_THE EXERCISE_: Send back all the data below, exactly as given.

_ENTRIES SUPPLIED_:

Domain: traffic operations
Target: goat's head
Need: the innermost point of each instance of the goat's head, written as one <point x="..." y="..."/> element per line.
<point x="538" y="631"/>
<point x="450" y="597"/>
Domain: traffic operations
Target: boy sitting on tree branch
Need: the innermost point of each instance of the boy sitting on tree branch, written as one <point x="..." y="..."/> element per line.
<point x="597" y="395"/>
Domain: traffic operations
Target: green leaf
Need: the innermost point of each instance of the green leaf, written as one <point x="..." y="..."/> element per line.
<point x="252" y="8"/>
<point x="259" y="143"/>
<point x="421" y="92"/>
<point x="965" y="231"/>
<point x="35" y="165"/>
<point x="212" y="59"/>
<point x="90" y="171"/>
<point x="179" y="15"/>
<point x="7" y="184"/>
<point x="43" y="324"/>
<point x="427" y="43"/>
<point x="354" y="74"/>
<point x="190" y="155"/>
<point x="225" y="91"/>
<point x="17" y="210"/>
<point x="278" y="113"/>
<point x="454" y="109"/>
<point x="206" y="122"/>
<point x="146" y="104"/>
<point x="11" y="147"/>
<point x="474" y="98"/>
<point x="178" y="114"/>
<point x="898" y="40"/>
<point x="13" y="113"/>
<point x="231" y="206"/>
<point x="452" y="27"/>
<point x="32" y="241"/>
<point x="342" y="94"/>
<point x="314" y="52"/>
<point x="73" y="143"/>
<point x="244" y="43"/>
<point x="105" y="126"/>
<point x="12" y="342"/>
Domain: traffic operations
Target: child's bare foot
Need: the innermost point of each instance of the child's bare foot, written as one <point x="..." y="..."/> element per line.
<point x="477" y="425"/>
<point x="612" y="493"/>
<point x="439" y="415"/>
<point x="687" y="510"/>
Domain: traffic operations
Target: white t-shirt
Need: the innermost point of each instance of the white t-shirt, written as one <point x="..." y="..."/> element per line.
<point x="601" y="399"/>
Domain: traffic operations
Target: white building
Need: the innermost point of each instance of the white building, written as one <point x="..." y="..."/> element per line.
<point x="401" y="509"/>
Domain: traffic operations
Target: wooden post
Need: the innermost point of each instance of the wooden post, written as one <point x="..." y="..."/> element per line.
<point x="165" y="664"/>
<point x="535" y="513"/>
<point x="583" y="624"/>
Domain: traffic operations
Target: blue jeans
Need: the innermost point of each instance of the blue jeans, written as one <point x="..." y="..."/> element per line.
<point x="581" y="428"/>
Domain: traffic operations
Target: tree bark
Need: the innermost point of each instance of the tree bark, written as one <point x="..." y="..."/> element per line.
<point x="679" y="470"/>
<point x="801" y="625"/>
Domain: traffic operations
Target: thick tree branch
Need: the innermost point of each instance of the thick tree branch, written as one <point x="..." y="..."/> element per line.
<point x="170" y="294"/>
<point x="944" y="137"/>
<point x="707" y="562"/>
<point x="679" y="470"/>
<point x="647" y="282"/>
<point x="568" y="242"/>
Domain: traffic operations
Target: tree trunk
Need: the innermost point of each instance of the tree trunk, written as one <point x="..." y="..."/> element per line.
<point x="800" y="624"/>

_SOLUTION TO THE PROBLEM_:
Domain: traffic operations
Target: goat's head
Need: the innermost point of each instance of the goat's head, written as one <point x="..." y="..."/> element per line.
<point x="538" y="631"/>
<point x="450" y="597"/>
Domain: traffic operations
Target: boy sitting on tree branch
Need: the innermost point of each instance of the boy sitting on tree branch, written as one <point x="..." y="..."/> element per line.
<point x="597" y="395"/>
Domain: traffic operations
Target: green leaf
Need: the innermost point of each instance of the green leaf, written as one <point x="..." y="..."/> element per line.
<point x="252" y="8"/>
<point x="259" y="143"/>
<point x="421" y="92"/>
<point x="965" y="231"/>
<point x="35" y="165"/>
<point x="212" y="59"/>
<point x="90" y="171"/>
<point x="179" y="15"/>
<point x="7" y="184"/>
<point x="43" y="324"/>
<point x="427" y="43"/>
<point x="354" y="74"/>
<point x="190" y="155"/>
<point x="225" y="91"/>
<point x="17" y="210"/>
<point x="278" y="113"/>
<point x="454" y="109"/>
<point x="206" y="122"/>
<point x="146" y="104"/>
<point x="11" y="147"/>
<point x="474" y="98"/>
<point x="178" y="114"/>
<point x="898" y="40"/>
<point x="13" y="113"/>
<point x="231" y="206"/>
<point x="452" y="27"/>
<point x="32" y="241"/>
<point x="342" y="94"/>
<point x="314" y="52"/>
<point x="73" y="143"/>
<point x="244" y="43"/>
<point x="105" y="126"/>
<point x="12" y="342"/>
Domain: traffic operations
Target: child's bare foot
Need: the innermost point of each instance of the child's bare foot, written as one <point x="..." y="..."/> element per line.
<point x="477" y="425"/>
<point x="612" y="493"/>
<point x="439" y="415"/>
<point x="687" y="510"/>
Domain: traffic operations
Target: white t-shirt
Need: the innermost point of each instance of the white t-shirt, written as one <point x="..." y="..."/> element per line.
<point x="601" y="399"/>
Domain: traffic operations
Target: white building
Need: the innermost point of each instance of the white building, written as one <point x="..." y="..."/> element per line.
<point x="401" y="509"/>
Domain: traffic operations
Target: wooden post
Need: the innermost point of each instance of the wooden post, written as one <point x="..." y="..."/> element per line.
<point x="165" y="664"/>
<point x="535" y="513"/>
<point x="583" y="624"/>
Domain: traffic operations
Target: blue jeans
Need: the innermost point of each instance of the blue jeans, written as one <point x="..." y="..."/> element per line.
<point x="581" y="428"/>
Domain: traffic operations
Target: tree bark
Need: the innermost point of each instance of the tree bark, written as one <point x="..." y="..."/> element per line.
<point x="679" y="470"/>
<point x="801" y="625"/>
Domain: traffic operations
Target: thick tree branch
Need: the innermost point of each instance of the thick tree branch, written as one <point x="..." y="..."/> element per line.
<point x="170" y="294"/>
<point x="944" y="137"/>
<point x="707" y="562"/>
<point x="679" y="470"/>
<point x="647" y="282"/>
<point x="568" y="242"/>
Domain: traffic operations
Target: tree trunk
Need: the innermost point of each instance of the tree trunk, written as one <point x="..." y="..."/> element per line.
<point x="800" y="624"/>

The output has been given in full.